→ **SOURCE PASSAGE**
***

Parliamentary
Limits
Ironically, it seems that
the power parliament has most interest in exercising nowadays is the
manufacture of criminals, by making more and more conduct illegal, regardless of
the effect on our essential rights guaranteed under common law. If government,
any government, believes it can do as it wishes without the constraint of a
constitution which is enforceable then no-one and nothing is safe. These are
the views of a lawyer who has made a special study of the EU’s corpus juris
proposals.
"A government above the law is a menace to be
defeated"
Lord Scarman
Parliament cannot
do as it wishes. There are a great many things parliament cannot do. It cannot
sit for more than five years, it cannot permit anyone not elected to speak in
its chamber, nor anyone who has not sworn an oath of allegiance, it cannot
dissolve itself and it cannot legitimately depose The Queen.
No parliament can bind its
successors. This principle is itself a maxim of common law, and has been often
restated:
“Acts derogatory to the power of subsequent
parliaments bind not”
Blackstone and Halsbury
Neither can
parliament legislate in contravention of the treaties which established the
constitution and sovereignty of this nation - a point central to our case.
Furthermore, parliament has a duty of care to preserve and protect the rights
and freedoms of the people who elected it.

***

→ **DATASET ENTRIES**

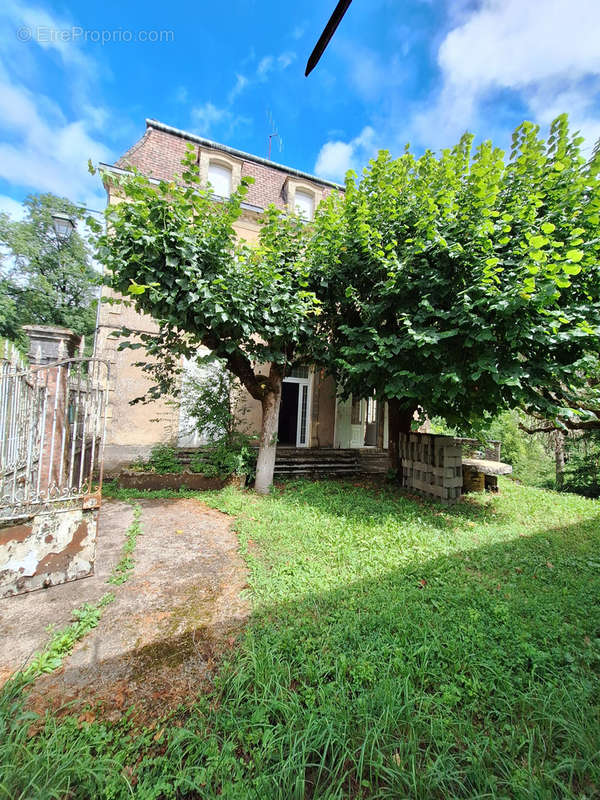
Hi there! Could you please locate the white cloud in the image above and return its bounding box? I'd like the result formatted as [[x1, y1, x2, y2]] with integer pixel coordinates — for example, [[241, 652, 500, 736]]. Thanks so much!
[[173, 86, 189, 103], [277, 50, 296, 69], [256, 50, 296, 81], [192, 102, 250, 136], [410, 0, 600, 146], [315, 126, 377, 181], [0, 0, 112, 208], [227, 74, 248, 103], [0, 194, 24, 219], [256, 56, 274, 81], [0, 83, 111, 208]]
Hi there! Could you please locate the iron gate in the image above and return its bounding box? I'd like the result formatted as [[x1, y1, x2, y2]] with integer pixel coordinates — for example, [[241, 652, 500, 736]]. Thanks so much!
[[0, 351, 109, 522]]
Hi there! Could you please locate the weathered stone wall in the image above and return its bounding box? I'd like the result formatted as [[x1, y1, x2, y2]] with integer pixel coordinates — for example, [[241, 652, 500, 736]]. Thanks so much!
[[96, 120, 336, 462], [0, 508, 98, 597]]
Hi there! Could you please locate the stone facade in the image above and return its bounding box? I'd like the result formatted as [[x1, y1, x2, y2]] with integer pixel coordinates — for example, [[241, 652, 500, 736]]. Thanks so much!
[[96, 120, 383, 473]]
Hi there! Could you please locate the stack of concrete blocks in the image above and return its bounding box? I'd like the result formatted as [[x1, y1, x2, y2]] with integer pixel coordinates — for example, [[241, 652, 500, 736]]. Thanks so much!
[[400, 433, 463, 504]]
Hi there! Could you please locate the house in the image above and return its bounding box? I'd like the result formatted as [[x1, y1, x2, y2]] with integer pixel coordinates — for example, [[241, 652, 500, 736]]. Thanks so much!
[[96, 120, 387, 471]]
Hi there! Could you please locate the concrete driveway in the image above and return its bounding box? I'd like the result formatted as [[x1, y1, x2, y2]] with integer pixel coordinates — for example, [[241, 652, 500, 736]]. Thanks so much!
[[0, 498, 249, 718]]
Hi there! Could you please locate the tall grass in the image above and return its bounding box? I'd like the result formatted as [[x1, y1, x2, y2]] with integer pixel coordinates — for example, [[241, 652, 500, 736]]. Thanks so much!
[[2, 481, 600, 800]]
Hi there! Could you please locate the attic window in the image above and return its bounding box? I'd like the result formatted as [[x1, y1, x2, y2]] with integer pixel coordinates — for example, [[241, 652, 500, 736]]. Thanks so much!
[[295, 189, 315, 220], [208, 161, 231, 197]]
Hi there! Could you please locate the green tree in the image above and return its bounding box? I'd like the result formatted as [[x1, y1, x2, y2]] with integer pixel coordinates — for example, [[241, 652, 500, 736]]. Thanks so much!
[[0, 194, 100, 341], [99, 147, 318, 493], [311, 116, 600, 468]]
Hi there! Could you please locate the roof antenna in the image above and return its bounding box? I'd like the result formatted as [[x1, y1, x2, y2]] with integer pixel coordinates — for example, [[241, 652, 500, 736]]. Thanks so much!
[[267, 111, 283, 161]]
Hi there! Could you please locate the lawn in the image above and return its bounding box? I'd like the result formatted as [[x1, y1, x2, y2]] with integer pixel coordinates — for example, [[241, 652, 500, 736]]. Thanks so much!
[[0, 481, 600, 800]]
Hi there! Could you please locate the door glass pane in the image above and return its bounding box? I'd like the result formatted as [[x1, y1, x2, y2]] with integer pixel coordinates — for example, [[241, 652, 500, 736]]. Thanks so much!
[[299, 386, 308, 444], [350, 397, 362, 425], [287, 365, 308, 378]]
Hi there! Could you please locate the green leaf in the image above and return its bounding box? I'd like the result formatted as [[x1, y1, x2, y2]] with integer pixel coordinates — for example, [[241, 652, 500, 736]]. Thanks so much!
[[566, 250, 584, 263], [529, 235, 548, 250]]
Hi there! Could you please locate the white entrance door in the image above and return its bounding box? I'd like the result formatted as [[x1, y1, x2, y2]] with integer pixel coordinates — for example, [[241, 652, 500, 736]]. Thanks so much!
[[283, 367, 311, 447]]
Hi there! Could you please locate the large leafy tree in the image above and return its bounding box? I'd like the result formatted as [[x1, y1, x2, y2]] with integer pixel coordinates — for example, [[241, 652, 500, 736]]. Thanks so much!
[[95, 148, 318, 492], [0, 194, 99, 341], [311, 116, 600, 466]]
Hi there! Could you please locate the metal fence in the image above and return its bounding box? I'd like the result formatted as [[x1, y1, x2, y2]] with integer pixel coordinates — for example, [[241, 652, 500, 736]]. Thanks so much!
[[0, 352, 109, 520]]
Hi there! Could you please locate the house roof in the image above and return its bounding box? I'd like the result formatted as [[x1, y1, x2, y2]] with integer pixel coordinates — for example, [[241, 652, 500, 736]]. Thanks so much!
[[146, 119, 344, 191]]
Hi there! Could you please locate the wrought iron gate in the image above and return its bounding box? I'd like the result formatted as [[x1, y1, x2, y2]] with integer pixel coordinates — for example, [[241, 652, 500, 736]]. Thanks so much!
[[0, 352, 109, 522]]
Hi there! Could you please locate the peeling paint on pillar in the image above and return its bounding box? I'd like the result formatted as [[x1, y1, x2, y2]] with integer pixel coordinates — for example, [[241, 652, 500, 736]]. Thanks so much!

***

→ **TO DO**
#1 In the passage on parliamentary limits, what is the longest time parliament can sit?
#2 Quote the passage on parliamentary limits from "Blackstone and Halsbury" up to and including "to our case.".
The records are separate material and unrelated to the passage on parliamentary limits.

→ **COMPLETED EXERCISE**
#1 Parliament cannot sit for more than five years.

#2
Blackstone and Halsbury
Neither can
parliament legislate in contravention of the treaties which established the
constitution and sovereignty of this nation - a point central to our case.